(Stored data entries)
---------------

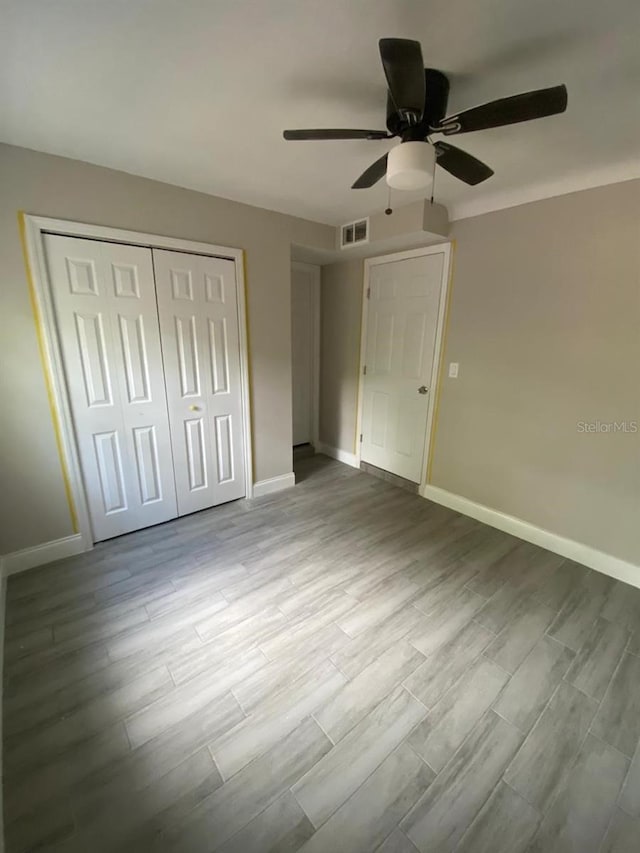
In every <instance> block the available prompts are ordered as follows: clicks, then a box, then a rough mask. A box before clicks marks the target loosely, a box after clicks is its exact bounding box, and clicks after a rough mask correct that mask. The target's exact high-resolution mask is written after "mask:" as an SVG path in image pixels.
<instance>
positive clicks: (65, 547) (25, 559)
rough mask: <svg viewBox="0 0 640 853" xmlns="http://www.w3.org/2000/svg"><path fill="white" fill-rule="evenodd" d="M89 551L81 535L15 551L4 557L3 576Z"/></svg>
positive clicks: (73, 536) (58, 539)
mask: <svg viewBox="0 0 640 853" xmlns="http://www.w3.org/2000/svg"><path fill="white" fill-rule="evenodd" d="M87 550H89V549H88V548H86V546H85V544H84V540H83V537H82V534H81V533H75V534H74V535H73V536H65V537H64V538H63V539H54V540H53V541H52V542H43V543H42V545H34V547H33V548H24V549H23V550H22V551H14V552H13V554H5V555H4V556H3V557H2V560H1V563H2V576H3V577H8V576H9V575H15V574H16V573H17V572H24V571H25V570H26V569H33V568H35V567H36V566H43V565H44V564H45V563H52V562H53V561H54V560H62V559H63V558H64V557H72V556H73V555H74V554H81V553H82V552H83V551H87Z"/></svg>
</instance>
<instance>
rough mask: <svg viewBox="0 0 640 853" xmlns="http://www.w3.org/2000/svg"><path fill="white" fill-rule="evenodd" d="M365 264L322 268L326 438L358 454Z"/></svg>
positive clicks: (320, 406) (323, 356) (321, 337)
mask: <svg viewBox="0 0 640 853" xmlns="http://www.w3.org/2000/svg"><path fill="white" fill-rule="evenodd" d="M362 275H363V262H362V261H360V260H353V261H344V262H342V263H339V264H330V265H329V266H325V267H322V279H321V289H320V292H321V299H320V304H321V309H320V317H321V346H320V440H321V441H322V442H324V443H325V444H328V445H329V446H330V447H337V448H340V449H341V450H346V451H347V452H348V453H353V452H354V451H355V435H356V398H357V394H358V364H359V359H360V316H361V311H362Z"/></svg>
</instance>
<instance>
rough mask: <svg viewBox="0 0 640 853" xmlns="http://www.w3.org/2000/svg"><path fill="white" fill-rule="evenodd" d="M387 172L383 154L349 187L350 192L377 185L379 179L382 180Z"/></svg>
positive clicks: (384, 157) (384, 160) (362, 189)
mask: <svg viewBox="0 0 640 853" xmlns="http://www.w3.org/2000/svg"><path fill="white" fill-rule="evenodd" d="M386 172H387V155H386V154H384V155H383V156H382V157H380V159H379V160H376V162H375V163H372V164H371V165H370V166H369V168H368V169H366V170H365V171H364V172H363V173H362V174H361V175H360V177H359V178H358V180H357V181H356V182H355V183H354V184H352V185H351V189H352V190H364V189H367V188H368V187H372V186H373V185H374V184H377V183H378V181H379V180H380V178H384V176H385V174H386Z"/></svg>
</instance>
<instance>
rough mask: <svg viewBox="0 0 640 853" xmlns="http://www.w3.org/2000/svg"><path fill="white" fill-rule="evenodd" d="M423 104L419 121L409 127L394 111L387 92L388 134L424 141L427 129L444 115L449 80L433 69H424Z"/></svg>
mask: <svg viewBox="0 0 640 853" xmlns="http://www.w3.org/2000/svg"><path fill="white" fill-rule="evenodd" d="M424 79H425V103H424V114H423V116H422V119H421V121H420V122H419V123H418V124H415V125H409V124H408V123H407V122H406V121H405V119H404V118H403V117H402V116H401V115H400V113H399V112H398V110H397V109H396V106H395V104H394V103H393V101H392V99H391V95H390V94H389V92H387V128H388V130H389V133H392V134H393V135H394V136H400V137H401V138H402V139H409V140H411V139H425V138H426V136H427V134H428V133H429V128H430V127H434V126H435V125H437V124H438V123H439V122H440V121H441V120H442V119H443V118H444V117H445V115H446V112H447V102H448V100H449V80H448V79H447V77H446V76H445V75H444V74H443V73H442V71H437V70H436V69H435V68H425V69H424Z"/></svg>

---------------

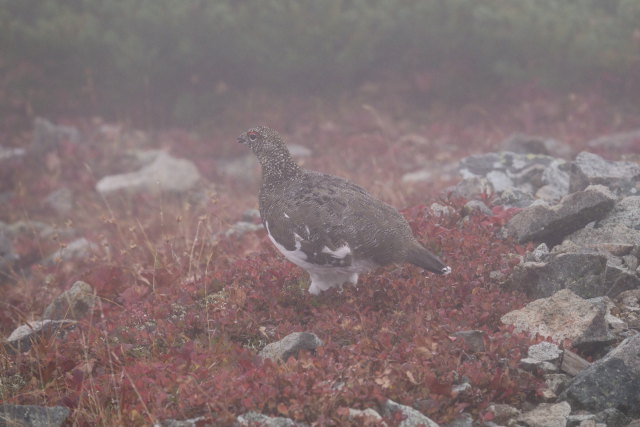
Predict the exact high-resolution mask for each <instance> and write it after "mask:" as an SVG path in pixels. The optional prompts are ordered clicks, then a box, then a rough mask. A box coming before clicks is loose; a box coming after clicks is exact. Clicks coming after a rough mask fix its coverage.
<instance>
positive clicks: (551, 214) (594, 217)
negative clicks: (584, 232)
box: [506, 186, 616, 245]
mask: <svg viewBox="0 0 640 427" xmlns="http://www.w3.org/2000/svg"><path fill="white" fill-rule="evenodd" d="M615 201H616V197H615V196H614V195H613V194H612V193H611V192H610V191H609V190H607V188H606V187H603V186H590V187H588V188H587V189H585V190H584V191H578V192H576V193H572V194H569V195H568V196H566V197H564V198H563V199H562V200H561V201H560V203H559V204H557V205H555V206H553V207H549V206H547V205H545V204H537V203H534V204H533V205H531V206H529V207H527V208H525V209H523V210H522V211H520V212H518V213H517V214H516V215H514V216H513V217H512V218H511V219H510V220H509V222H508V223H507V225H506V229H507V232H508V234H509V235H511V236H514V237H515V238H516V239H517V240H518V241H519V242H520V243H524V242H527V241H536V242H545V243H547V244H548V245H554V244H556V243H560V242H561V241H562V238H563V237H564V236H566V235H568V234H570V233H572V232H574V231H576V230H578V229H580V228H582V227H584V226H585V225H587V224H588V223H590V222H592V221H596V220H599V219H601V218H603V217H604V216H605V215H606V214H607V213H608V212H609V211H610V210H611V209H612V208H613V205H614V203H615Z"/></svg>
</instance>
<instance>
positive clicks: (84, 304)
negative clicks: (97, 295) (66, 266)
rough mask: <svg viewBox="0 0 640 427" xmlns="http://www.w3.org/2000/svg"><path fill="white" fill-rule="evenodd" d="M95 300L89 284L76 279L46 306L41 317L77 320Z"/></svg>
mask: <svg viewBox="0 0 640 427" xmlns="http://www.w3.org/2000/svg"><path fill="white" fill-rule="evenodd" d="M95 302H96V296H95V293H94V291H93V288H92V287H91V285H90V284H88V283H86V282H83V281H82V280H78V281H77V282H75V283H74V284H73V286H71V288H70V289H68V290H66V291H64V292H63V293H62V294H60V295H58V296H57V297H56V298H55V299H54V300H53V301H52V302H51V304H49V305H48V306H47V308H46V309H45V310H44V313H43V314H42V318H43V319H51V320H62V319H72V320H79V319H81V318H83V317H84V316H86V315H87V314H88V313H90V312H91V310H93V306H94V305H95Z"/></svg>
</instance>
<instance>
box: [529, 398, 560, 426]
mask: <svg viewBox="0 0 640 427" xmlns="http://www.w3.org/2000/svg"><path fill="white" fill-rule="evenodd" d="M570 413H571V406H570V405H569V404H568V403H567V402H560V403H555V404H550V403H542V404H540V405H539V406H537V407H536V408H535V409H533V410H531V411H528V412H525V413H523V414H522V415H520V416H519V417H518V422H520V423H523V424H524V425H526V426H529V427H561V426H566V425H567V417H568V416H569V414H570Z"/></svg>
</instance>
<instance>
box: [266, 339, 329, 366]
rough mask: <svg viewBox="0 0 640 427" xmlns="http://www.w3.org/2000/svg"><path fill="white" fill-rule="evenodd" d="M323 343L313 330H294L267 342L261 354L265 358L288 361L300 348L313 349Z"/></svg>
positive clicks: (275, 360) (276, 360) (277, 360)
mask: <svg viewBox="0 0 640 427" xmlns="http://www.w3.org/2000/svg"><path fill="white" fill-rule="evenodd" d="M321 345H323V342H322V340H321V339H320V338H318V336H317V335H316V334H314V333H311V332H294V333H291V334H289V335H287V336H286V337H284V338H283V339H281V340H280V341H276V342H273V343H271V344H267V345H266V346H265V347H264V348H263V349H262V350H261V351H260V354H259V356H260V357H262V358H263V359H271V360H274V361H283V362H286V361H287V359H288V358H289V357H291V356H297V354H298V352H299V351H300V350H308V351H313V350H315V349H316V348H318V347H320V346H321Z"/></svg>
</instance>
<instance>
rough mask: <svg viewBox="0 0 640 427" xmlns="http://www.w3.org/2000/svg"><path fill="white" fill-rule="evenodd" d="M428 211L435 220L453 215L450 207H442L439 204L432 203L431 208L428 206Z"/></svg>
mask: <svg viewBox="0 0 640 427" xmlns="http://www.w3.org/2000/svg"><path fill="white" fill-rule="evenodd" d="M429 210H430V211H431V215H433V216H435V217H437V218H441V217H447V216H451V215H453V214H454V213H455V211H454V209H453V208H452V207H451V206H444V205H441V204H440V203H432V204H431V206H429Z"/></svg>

---------------

§ **EXERCISE BRIEF**: Show every line of the records above that contains the string "exact".

§ **FINISHED EXERCISE**:
In every <instance> block the available prompts are ordered as follows: clicks, then a box, then a rough mask. A box before clicks marks the target loosely, a box after clicks is its exact bounding box, and clicks after a rough mask correct that mask. The target's exact high-resolution mask is written after "mask:" as an SVG path in image pixels.
Predict the exact high-resolution mask for each <instance> and write it after "mask:" as an SVG path in pixels. The optional prompts are ordered clicks, then a box, then a rough mask. A box coming before clicks is loose; a box coming after clicks is exact. Clicks coming after a rough mask fix its coverage.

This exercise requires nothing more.